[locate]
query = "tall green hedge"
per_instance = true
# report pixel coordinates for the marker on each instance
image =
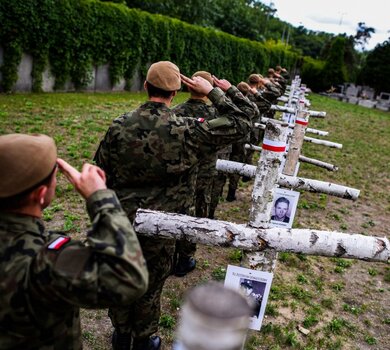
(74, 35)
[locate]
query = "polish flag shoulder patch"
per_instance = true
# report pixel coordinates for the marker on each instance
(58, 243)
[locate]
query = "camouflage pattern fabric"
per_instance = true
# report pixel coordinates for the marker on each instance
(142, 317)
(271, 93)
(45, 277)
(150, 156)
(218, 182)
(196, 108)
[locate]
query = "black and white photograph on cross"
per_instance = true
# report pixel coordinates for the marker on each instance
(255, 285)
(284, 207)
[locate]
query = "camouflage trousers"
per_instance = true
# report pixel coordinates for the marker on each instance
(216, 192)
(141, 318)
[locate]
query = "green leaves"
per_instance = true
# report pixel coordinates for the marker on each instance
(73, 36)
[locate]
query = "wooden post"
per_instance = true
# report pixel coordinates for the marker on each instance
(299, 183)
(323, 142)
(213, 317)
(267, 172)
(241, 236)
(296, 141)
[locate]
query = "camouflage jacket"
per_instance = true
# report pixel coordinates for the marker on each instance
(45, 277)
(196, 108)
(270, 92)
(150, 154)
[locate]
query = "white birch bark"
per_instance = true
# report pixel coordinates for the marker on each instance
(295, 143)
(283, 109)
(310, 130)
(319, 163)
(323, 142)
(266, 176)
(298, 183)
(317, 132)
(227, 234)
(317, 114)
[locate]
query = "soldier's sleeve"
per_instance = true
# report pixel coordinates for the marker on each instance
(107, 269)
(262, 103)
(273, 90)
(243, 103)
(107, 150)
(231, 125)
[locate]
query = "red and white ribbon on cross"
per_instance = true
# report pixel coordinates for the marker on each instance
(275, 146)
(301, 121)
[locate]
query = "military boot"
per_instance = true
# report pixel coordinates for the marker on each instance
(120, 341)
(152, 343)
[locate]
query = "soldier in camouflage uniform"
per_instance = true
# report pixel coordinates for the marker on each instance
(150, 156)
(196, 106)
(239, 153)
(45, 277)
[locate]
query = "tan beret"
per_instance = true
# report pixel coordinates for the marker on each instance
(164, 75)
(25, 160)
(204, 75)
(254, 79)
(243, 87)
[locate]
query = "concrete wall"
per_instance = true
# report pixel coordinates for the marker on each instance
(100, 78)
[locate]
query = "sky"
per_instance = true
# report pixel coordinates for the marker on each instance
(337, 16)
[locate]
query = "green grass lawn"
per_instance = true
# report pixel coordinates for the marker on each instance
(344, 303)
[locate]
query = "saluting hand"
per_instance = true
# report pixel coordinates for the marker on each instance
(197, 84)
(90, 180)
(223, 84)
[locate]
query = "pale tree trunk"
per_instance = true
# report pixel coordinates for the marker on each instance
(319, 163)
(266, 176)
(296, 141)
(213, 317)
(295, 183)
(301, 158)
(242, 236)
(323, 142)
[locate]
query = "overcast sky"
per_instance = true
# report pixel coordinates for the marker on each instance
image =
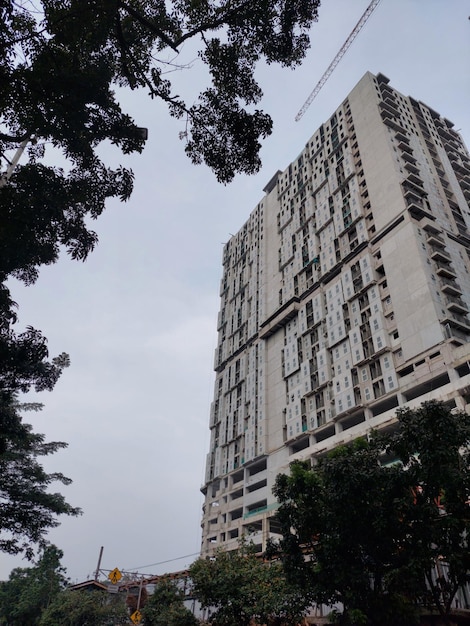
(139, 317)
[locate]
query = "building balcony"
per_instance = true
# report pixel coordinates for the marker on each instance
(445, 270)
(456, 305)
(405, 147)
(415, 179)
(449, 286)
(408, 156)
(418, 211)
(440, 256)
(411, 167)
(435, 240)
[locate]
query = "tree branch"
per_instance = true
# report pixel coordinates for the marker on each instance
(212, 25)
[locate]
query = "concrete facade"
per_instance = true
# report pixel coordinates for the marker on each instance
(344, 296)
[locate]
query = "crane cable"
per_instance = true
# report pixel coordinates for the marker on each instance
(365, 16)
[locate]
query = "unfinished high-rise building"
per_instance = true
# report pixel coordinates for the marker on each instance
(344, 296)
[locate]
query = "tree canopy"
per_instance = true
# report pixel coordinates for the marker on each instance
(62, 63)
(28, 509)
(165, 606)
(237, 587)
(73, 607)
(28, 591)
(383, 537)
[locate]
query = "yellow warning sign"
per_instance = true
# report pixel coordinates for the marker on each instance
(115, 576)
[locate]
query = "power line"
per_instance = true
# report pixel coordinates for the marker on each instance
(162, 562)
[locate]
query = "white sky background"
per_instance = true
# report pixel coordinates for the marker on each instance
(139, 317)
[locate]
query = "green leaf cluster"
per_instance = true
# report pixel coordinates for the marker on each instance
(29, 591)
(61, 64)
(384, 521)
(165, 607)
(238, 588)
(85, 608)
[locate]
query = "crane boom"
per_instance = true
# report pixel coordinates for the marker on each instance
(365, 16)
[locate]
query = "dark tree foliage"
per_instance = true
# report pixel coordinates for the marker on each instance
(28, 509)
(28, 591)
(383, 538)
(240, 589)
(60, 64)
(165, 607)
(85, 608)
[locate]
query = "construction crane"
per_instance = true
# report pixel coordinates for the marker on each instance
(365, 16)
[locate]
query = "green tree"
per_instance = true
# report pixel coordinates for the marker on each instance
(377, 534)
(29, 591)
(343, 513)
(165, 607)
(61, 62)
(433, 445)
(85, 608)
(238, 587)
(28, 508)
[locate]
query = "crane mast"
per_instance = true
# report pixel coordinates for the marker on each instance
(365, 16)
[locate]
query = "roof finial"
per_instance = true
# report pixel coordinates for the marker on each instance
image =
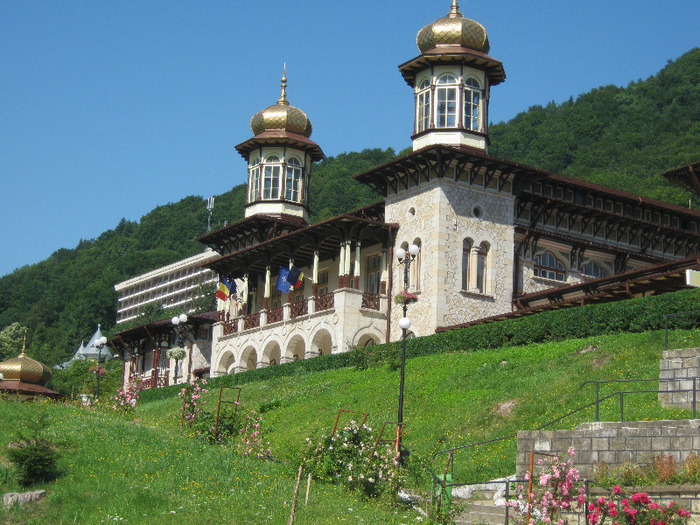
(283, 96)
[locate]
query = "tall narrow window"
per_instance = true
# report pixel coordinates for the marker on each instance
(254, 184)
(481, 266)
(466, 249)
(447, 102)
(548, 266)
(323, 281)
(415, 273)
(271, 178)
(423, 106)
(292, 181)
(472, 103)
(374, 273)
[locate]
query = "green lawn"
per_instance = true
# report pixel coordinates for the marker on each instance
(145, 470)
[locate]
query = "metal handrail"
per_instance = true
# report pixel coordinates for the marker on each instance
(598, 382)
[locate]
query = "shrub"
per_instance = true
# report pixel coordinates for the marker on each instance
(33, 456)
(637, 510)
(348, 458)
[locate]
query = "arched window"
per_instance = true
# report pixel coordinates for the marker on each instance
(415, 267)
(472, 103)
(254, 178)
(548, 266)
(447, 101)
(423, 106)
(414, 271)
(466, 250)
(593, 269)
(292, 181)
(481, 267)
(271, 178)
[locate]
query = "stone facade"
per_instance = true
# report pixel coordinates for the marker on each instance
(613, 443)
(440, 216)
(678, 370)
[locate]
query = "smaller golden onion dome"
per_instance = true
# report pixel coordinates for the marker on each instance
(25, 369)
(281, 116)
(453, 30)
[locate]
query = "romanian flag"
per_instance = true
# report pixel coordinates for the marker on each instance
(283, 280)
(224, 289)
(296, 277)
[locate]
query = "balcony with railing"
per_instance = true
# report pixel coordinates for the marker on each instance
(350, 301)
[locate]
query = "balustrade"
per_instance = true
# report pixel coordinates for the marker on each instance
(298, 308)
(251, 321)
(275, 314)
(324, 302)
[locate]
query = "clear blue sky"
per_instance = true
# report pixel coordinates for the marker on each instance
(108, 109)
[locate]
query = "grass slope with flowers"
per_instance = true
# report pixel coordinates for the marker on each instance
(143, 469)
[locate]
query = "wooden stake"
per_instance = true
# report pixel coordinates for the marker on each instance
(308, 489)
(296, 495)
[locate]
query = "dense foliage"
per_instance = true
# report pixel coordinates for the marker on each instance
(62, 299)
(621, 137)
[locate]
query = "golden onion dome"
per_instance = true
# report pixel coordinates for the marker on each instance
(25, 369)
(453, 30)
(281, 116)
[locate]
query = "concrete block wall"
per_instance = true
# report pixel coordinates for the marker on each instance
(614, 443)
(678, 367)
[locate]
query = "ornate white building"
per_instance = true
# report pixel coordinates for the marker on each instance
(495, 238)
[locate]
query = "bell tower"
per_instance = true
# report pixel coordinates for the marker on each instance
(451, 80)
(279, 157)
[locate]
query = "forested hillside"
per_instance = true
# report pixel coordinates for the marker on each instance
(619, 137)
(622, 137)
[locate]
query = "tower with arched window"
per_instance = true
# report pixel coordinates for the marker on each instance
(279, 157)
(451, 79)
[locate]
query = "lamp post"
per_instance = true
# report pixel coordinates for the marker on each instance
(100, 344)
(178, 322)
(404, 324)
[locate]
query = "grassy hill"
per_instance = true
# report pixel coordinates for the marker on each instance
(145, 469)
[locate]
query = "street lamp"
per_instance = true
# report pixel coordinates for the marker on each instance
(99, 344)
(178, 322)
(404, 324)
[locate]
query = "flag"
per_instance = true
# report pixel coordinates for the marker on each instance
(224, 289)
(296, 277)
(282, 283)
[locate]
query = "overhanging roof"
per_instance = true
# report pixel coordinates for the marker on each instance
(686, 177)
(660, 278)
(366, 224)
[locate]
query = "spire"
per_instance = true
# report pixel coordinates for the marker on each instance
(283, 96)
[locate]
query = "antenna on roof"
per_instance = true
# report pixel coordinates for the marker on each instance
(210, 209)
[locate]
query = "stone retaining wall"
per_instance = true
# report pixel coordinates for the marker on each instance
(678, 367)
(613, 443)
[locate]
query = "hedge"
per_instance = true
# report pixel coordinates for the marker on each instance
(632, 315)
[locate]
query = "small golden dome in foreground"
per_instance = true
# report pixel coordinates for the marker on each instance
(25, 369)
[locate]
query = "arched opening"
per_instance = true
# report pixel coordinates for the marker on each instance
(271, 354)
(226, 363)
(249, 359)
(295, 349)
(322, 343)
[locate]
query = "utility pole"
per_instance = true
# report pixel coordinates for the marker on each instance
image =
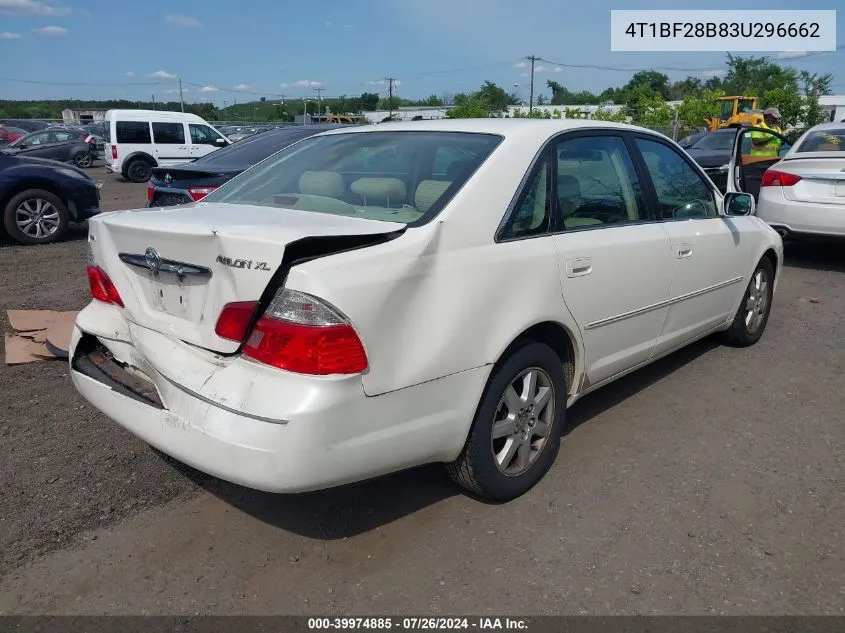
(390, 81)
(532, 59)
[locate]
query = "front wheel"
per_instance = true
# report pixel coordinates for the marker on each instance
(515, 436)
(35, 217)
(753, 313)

-- Your instructions --
For every line above that includes the word "wooden", return the line.

-- Written answer --
query = "wooden post"
query = "wooden stake"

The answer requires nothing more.